**GOAL OF THE EXERCISE:**
Please copy every one of the entries below word for word, keeping each line unchanged.

-- Begin RECORDS FOR THIS EXERCISE --

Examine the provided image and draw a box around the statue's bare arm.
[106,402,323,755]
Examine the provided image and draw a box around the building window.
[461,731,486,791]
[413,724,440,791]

-- End RECORDS FOR THIS EXERCISE --

**EXPECTED OUTPUT:**
Examine the provided image and draw a box around the statue's bare arm.
[106,402,323,755]
Examine the provided image and draw a box around the building window.
[461,731,486,791]
[413,724,440,791]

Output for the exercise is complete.